=== Entries from a dataset ===
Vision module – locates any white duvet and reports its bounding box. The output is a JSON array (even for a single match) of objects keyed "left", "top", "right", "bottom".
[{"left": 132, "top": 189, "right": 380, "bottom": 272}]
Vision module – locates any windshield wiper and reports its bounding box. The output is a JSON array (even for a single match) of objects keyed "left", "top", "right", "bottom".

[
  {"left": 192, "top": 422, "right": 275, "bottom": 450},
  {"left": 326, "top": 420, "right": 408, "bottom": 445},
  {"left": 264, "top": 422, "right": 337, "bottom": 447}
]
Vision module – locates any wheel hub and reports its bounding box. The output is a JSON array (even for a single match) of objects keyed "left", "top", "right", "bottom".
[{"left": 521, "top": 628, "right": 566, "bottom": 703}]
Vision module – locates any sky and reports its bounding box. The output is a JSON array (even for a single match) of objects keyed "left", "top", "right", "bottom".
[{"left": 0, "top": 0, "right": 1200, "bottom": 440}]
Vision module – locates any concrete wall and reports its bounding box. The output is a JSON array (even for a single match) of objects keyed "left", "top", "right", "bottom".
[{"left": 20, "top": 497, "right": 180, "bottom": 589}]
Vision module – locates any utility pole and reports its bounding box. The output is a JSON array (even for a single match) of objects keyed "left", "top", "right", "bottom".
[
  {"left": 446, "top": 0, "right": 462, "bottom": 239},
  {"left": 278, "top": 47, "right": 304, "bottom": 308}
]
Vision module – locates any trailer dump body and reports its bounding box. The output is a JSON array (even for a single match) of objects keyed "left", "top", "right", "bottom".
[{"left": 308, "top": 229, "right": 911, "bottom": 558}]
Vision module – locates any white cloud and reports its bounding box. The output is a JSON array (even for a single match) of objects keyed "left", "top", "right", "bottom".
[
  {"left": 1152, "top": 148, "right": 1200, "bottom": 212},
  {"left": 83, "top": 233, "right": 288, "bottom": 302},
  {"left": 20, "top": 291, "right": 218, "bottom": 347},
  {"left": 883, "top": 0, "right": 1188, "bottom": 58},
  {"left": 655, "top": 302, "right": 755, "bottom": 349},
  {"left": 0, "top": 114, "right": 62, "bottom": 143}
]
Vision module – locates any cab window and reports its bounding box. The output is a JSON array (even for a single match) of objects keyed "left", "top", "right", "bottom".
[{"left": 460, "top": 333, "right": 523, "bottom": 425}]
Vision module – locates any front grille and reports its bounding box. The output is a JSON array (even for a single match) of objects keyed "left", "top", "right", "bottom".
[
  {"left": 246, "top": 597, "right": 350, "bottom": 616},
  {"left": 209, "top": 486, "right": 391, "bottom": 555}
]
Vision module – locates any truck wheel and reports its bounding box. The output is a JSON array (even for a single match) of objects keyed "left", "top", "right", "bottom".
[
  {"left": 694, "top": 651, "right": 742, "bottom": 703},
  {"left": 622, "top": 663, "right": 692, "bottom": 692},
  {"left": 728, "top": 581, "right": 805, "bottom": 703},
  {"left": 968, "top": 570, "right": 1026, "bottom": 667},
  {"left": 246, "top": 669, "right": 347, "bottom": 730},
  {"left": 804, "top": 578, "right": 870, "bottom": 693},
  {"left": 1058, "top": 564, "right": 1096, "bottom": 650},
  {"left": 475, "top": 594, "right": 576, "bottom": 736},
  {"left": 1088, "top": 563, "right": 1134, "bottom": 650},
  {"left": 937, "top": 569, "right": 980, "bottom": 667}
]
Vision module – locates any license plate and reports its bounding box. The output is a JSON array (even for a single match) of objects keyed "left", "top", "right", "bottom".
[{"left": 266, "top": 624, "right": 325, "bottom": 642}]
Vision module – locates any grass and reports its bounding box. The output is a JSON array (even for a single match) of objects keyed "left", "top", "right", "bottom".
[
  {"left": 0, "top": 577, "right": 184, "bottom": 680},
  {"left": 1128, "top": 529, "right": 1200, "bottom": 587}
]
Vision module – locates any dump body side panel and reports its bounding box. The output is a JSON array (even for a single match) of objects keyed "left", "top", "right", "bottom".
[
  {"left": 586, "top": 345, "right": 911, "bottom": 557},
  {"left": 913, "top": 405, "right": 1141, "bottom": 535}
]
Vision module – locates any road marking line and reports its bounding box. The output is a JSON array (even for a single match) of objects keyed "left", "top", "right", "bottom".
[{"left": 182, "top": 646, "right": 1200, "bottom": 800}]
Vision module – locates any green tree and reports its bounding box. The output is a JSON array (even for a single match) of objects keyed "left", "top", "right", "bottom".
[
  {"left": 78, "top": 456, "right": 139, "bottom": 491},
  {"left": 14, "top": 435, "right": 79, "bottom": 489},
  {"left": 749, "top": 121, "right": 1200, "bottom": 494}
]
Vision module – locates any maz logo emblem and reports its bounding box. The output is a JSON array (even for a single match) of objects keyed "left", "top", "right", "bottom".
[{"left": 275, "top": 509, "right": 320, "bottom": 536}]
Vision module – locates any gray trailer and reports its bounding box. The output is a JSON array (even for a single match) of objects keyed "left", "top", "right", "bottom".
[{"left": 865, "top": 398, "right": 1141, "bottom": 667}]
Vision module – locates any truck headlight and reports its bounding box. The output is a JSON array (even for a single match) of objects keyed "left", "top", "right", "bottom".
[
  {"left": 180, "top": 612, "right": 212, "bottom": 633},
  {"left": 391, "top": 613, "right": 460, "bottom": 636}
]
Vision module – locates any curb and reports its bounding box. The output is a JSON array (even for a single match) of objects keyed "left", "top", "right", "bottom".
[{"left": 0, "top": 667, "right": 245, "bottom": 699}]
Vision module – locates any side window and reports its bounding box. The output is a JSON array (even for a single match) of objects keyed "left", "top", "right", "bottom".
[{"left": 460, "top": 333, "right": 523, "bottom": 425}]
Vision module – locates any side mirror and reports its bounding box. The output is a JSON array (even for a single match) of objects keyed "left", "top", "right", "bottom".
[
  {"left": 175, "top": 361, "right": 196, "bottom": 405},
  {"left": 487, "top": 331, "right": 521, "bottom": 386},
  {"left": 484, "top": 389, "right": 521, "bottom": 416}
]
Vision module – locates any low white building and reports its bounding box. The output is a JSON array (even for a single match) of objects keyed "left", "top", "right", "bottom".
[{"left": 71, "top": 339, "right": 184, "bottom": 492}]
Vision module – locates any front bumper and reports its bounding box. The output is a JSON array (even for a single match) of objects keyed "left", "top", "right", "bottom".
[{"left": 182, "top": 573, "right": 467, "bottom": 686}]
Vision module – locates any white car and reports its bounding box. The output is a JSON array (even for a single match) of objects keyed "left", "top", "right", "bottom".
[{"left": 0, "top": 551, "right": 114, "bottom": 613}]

=== Do this ===
Show every line of the records above that contains the word "window".

=== Result of this exercise ===
Vision module – locates any cab window and reports its bounding box. The output is a JSON array (even for a single match) of objects keyed "left", "top", "right", "bottom".
Vision module – locates any side window and reports its bounding box. The output is a JSON array (even for a single match) of objects keyed "left", "top", "right", "bottom".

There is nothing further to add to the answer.